• [EXERCISE]: Would you output each record exactly as it stands?

• [DATA IN THIS EXERCISE]:

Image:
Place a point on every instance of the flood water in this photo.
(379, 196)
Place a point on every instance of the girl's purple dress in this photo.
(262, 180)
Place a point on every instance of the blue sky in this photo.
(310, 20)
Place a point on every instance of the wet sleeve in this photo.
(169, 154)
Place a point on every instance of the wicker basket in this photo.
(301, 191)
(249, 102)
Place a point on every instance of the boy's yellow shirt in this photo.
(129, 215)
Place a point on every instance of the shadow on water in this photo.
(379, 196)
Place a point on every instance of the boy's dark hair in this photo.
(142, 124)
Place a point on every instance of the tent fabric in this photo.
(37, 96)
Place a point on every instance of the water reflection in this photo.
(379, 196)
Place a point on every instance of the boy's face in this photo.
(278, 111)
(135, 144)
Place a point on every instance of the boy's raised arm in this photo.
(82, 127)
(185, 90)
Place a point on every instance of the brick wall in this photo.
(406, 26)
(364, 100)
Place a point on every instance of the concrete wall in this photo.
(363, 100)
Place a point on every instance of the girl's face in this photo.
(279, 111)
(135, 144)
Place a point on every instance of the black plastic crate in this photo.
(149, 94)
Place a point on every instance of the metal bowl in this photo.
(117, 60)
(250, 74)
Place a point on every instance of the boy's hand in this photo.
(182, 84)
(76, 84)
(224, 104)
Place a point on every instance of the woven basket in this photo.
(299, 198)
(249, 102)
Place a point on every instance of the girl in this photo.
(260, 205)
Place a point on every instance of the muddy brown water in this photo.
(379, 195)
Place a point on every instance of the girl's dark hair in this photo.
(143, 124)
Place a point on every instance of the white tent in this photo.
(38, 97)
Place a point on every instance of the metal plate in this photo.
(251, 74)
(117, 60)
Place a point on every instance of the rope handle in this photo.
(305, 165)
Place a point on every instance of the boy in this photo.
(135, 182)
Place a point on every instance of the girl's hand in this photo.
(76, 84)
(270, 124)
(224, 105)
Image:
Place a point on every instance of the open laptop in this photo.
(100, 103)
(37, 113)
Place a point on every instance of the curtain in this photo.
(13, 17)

• [WRITTEN RESPONSE]:
Image:
Place a point on every instance of the flood water in this photo.
(379, 196)
Place a point on every instance of the girl's purple dress in this photo.
(262, 180)
Place a point on every instance of the blue sky in this photo.
(310, 20)
Place a point on every instance of the wet sleeve in this photo.
(169, 154)
Place a point on every instance of the wicker basket in this photo.
(301, 191)
(249, 102)
Place a point on every instance of the boy's yellow shirt in this photo.
(129, 215)
Place a point on every instance of the shadow on water in this photo.
(379, 196)
Place a point on every instance of the boy's dark hair in this photo.
(142, 124)
Place a point on every instance of the tent fabric in this photo.
(37, 96)
Place a point on every instance of the water reflection in this photo.
(379, 196)
Place a point on every instance of the boy's face in this photo.
(278, 111)
(135, 144)
Place a point on every instance of the boy's raised arm in this photo.
(82, 127)
(185, 90)
Place a point on every instance of the brick wall in this photo.
(406, 26)
(364, 100)
Place a point on every instance of the concrete wall in this photo.
(363, 100)
Place a point on every instance of the girl's face in this photo.
(279, 111)
(135, 144)
Place a point on every instance of the black plastic crate in this photo.
(149, 94)
Place a point on every instance of the metal bowl in this photo.
(117, 60)
(250, 74)
Place a point on every instance of the boy's hand in this photo.
(182, 84)
(76, 84)
(224, 104)
Place a point on every instance of the woven basket in this photo.
(299, 198)
(249, 102)
Place a point on every instance of the girl in this photo.
(260, 205)
Place a point on every instance of the muddy brown water in this photo.
(379, 195)
Place a point on every instance of the girl's dark hair in this photo.
(143, 124)
Place a point on every instance of the white tent in this photo.
(38, 97)
Place a point on every instance of the metal plate in this photo.
(251, 74)
(117, 60)
Place a point on every instance of the rope handle in this photo.
(305, 165)
Place a point on every instance of the boy in this photo.
(135, 182)
Place a point on every instance of the girl's hand in this photo.
(76, 84)
(270, 124)
(224, 105)
Image:
Place a point on every instance of the open laptop in this photo.
(100, 103)
(37, 113)
Place a point on every instance of the curtain in this photo.
(13, 17)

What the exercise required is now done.